[Excerpts of location labeling data]
start
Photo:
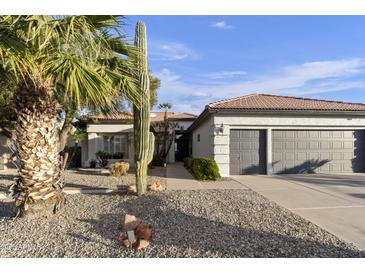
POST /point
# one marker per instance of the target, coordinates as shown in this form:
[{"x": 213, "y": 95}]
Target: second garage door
[
  {"x": 247, "y": 151},
  {"x": 318, "y": 151}
]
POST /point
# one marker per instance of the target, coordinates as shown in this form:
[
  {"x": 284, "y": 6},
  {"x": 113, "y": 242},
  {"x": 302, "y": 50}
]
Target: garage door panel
[
  {"x": 251, "y": 149},
  {"x": 325, "y": 145},
  {"x": 318, "y": 151}
]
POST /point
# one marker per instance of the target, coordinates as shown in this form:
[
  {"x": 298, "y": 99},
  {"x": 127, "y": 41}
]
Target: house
[
  {"x": 113, "y": 133},
  {"x": 269, "y": 134}
]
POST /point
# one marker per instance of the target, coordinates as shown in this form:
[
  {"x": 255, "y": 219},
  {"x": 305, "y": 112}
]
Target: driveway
[{"x": 333, "y": 202}]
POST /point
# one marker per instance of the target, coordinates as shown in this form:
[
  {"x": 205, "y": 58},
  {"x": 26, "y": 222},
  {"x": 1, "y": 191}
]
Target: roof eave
[{"x": 291, "y": 111}]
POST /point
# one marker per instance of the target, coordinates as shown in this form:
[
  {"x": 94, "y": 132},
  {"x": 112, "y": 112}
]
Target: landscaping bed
[
  {"x": 93, "y": 178},
  {"x": 209, "y": 223}
]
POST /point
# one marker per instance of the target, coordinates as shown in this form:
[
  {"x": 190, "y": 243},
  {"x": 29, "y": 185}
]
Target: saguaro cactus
[{"x": 143, "y": 138}]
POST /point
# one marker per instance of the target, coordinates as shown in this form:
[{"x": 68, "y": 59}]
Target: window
[{"x": 115, "y": 144}]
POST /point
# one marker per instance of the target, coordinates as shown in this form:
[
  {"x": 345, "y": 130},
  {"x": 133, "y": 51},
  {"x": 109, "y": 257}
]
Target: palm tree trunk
[{"x": 38, "y": 191}]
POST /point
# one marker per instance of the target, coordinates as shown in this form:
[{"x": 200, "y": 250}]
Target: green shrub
[
  {"x": 188, "y": 162},
  {"x": 102, "y": 158},
  {"x": 203, "y": 168}
]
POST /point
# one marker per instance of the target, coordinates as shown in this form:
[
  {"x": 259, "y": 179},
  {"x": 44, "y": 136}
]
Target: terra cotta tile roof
[
  {"x": 275, "y": 102},
  {"x": 155, "y": 116}
]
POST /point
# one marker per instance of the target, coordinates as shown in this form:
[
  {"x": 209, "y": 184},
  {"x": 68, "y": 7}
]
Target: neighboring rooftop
[
  {"x": 155, "y": 116},
  {"x": 159, "y": 116},
  {"x": 276, "y": 102}
]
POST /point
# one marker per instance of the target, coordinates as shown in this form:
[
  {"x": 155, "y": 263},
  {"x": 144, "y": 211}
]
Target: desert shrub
[
  {"x": 119, "y": 169},
  {"x": 102, "y": 158},
  {"x": 204, "y": 169},
  {"x": 92, "y": 164},
  {"x": 188, "y": 162}
]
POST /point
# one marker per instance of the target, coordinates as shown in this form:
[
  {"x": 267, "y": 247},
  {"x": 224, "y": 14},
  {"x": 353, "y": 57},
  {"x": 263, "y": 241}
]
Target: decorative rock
[
  {"x": 130, "y": 222},
  {"x": 155, "y": 186}
]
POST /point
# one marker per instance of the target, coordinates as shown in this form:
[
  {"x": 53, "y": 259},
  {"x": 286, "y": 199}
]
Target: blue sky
[{"x": 201, "y": 59}]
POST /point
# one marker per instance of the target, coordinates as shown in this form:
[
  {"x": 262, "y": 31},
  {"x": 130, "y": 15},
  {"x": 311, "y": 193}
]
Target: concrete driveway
[{"x": 333, "y": 202}]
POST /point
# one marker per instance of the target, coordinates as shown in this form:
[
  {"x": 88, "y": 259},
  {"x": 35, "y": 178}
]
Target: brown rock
[
  {"x": 130, "y": 222},
  {"x": 142, "y": 244},
  {"x": 155, "y": 186},
  {"x": 132, "y": 189},
  {"x": 143, "y": 232}
]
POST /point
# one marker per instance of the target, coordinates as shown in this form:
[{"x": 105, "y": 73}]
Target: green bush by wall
[{"x": 202, "y": 168}]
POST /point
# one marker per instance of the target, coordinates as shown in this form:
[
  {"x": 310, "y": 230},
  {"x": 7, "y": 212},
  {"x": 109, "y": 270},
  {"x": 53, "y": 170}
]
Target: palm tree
[{"x": 57, "y": 61}]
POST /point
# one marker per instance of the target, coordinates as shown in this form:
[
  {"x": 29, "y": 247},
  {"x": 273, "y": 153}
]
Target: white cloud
[
  {"x": 222, "y": 25},
  {"x": 200, "y": 94},
  {"x": 297, "y": 80},
  {"x": 170, "y": 51},
  {"x": 225, "y": 74}
]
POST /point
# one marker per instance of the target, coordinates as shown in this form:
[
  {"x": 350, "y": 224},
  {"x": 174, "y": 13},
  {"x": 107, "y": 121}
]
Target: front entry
[{"x": 247, "y": 151}]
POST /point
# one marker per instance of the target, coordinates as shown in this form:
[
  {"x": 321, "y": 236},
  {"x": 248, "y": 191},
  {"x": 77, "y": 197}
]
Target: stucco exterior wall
[
  {"x": 109, "y": 128},
  {"x": 220, "y": 141},
  {"x": 204, "y": 147}
]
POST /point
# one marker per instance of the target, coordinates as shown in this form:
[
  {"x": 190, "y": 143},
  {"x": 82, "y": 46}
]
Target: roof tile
[{"x": 276, "y": 102}]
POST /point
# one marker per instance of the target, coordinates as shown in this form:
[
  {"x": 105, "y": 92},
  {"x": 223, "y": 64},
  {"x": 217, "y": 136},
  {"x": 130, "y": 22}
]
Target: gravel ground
[
  {"x": 92, "y": 178},
  {"x": 210, "y": 223}
]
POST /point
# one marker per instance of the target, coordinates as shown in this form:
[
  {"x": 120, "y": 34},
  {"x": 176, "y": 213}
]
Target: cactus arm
[
  {"x": 143, "y": 138},
  {"x": 151, "y": 147}
]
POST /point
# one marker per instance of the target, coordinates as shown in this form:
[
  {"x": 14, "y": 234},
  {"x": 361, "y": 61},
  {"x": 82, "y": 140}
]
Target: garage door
[
  {"x": 318, "y": 151},
  {"x": 247, "y": 152}
]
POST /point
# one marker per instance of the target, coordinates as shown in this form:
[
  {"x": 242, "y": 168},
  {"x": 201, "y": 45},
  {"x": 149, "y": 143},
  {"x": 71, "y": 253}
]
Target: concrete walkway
[
  {"x": 326, "y": 200},
  {"x": 178, "y": 178}
]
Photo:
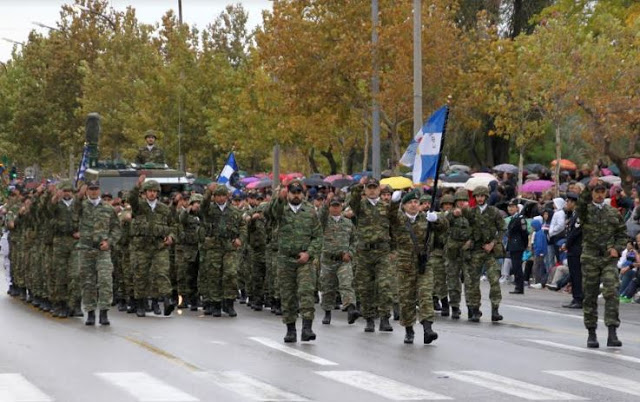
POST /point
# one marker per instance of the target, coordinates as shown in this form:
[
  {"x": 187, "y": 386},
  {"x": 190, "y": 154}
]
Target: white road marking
[
  {"x": 15, "y": 388},
  {"x": 294, "y": 352},
  {"x": 146, "y": 388},
  {"x": 250, "y": 387},
  {"x": 382, "y": 386},
  {"x": 585, "y": 350},
  {"x": 601, "y": 380},
  {"x": 510, "y": 386}
]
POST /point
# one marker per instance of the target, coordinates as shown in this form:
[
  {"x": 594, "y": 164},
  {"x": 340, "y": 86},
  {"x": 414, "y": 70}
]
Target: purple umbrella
[{"x": 536, "y": 186}]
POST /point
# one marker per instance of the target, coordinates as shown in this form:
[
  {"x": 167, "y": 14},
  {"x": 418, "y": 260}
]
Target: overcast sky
[{"x": 17, "y": 16}]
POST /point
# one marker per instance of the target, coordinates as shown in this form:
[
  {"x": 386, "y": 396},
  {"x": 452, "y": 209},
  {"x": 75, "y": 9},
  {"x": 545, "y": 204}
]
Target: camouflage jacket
[
  {"x": 155, "y": 155},
  {"x": 97, "y": 223},
  {"x": 602, "y": 228}
]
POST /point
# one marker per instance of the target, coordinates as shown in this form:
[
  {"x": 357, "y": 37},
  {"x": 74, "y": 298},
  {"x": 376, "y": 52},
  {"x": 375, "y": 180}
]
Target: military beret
[
  {"x": 572, "y": 196},
  {"x": 412, "y": 195},
  {"x": 221, "y": 190}
]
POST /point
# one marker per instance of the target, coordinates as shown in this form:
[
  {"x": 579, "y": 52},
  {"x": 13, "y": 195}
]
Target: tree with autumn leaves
[{"x": 515, "y": 73}]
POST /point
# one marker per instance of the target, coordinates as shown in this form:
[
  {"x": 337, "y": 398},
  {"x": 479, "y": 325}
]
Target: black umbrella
[
  {"x": 342, "y": 183},
  {"x": 315, "y": 182}
]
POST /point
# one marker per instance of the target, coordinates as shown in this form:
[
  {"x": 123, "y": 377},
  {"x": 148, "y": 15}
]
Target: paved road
[{"x": 537, "y": 353}]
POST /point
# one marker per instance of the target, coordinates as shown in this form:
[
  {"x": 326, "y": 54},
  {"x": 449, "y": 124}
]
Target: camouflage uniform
[
  {"x": 149, "y": 253},
  {"x": 487, "y": 226},
  {"x": 603, "y": 229},
  {"x": 96, "y": 223},
  {"x": 218, "y": 275},
  {"x": 373, "y": 273}
]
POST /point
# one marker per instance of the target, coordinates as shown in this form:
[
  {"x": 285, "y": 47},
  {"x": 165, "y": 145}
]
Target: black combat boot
[
  {"x": 445, "y": 307},
  {"x": 592, "y": 339},
  {"x": 169, "y": 305},
  {"x": 131, "y": 306},
  {"x": 429, "y": 334},
  {"x": 292, "y": 334},
  {"x": 613, "y": 340},
  {"x": 436, "y": 304},
  {"x": 216, "y": 309},
  {"x": 396, "y": 311},
  {"x": 352, "y": 314},
  {"x": 327, "y": 317},
  {"x": 91, "y": 318},
  {"x": 371, "y": 325},
  {"x": 229, "y": 308},
  {"x": 307, "y": 332},
  {"x": 155, "y": 306},
  {"x": 495, "y": 315},
  {"x": 141, "y": 310},
  {"x": 408, "y": 335},
  {"x": 104, "y": 320},
  {"x": 385, "y": 326}
]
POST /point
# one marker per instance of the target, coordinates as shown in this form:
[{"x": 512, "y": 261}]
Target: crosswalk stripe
[
  {"x": 15, "y": 388},
  {"x": 601, "y": 380},
  {"x": 509, "y": 386},
  {"x": 146, "y": 388},
  {"x": 249, "y": 387},
  {"x": 382, "y": 386},
  {"x": 584, "y": 350},
  {"x": 294, "y": 352}
]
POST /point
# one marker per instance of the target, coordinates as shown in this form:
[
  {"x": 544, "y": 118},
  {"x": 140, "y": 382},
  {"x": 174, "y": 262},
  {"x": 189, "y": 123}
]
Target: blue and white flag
[
  {"x": 425, "y": 164},
  {"x": 229, "y": 168},
  {"x": 84, "y": 164}
]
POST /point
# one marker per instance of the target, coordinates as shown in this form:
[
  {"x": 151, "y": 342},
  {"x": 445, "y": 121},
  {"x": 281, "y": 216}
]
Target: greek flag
[
  {"x": 429, "y": 147},
  {"x": 229, "y": 168},
  {"x": 84, "y": 164}
]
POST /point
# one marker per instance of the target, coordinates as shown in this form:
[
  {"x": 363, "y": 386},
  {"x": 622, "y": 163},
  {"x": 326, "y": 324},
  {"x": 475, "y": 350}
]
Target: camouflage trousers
[
  {"x": 65, "y": 257},
  {"x": 594, "y": 271},
  {"x": 439, "y": 275},
  {"x": 218, "y": 274},
  {"x": 150, "y": 263},
  {"x": 297, "y": 288},
  {"x": 188, "y": 261},
  {"x": 258, "y": 273},
  {"x": 97, "y": 279},
  {"x": 336, "y": 277},
  {"x": 458, "y": 265},
  {"x": 481, "y": 259},
  {"x": 373, "y": 282},
  {"x": 413, "y": 288}
]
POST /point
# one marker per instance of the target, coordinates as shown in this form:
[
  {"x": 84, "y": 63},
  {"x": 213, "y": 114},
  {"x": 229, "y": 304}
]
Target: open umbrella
[
  {"x": 536, "y": 186},
  {"x": 565, "y": 164},
  {"x": 397, "y": 182},
  {"x": 506, "y": 167},
  {"x": 479, "y": 181},
  {"x": 315, "y": 182}
]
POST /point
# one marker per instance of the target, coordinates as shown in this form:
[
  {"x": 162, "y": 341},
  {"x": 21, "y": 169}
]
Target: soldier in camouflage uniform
[
  {"x": 457, "y": 250},
  {"x": 408, "y": 240},
  {"x": 152, "y": 231},
  {"x": 63, "y": 214},
  {"x": 99, "y": 230},
  {"x": 187, "y": 254},
  {"x": 150, "y": 153},
  {"x": 218, "y": 276},
  {"x": 487, "y": 231},
  {"x": 604, "y": 236},
  {"x": 299, "y": 244},
  {"x": 338, "y": 249},
  {"x": 373, "y": 272}
]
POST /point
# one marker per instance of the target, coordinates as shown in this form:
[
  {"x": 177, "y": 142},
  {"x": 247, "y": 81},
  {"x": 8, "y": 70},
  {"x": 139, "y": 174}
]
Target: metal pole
[
  {"x": 375, "y": 90},
  {"x": 417, "y": 65}
]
end
_Work instructions_
Return every line of the items above that contains the string "door", copying each line in full.

_Reply_
Target: second garage door
Target: garage door panel
Target: garage door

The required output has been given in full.